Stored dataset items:
---

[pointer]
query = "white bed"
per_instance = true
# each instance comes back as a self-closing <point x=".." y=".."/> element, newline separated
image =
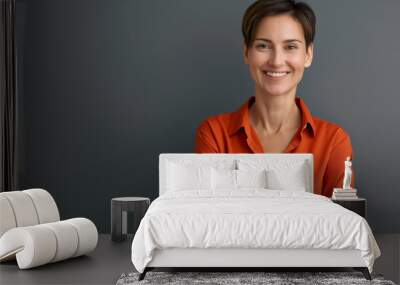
<point x="210" y="226"/>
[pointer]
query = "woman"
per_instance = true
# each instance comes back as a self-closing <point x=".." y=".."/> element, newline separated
<point x="278" y="46"/>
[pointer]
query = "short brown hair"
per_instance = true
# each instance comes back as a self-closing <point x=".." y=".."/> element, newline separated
<point x="300" y="11"/>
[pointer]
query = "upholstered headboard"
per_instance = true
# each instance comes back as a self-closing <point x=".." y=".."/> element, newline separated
<point x="234" y="159"/>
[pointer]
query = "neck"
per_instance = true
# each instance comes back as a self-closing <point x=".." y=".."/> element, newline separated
<point x="274" y="114"/>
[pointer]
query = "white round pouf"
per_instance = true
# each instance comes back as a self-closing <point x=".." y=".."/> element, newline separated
<point x="45" y="205"/>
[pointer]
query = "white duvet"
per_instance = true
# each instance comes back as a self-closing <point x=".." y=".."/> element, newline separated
<point x="251" y="218"/>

---

PROMPT: Reproduce every line precisely as given, omitting all pictures.

FINISHED TASK:
[pointer]
query = "white bed"
per_instance = true
# each instance comes back as a self-closing <point x=".." y=".."/> element, newline separated
image =
<point x="210" y="226"/>
[pointer]
query = "woman"
per_instance = true
# each instance comes back as a self-closing <point x=".." y=".."/> element, newline separated
<point x="278" y="46"/>
[pointer]
query = "short brown hair"
per_instance = true
# each instance comes back as a self-closing <point x=".." y=".."/> element, newline separated
<point x="300" y="11"/>
[pointer]
query = "upholstered headboard"
per_instance = true
# each instance comes back as a self-closing <point x=".." y=".."/> element, newline separated
<point x="234" y="159"/>
[pointer]
query = "neck"
per_instance = true
# each instance comes back as a self-closing <point x=".." y=".."/> element, newline separated
<point x="274" y="114"/>
[pointer]
query = "white round pouf"
per_instance = true
# each instance comes back as a self-closing <point x=".." y=".."/> element, newline separated
<point x="45" y="205"/>
[pointer]
query = "white duvet"
per_instance = true
# each instance comes back as a self-closing <point x=".." y=".."/> element, newline separated
<point x="251" y="218"/>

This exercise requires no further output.